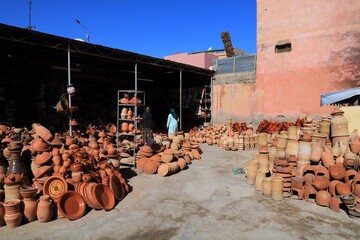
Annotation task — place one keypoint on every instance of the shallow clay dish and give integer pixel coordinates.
(71, 205)
(55, 186)
(104, 196)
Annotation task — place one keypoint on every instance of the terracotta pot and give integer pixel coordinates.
(30, 209)
(277, 188)
(13, 220)
(339, 124)
(124, 127)
(327, 158)
(355, 145)
(323, 198)
(337, 171)
(44, 211)
(266, 187)
(2, 213)
(316, 153)
(343, 188)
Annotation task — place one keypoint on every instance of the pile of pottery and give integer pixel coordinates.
(58, 175)
(318, 162)
(170, 157)
(231, 137)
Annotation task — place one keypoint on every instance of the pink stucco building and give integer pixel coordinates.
(200, 59)
(324, 55)
(304, 49)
====================
• Stated goal:
Please pull every line of text out of the data above and reproduce it word for word, in the same order. Leave the picture out.

• Task answer:
Annotation task — place one keypoint on every instance of the shallow clay dish and give integer pixel coordinates.
(71, 205)
(55, 186)
(104, 196)
Annotation task — place one keypoint on every instance of the terracotta pot and give integer pixel coordinates.
(30, 209)
(277, 188)
(13, 220)
(339, 124)
(124, 127)
(327, 158)
(355, 145)
(323, 198)
(337, 171)
(44, 211)
(266, 187)
(2, 213)
(316, 153)
(343, 188)
Annotation task — place one keypoint on every instance of the pile of pottery and give integer pixel coordinates.
(58, 175)
(318, 162)
(170, 157)
(231, 137)
Annotation task — place one keypoint on every instance of the pink stucco building and give integer pixel coordinates.
(200, 59)
(324, 55)
(304, 49)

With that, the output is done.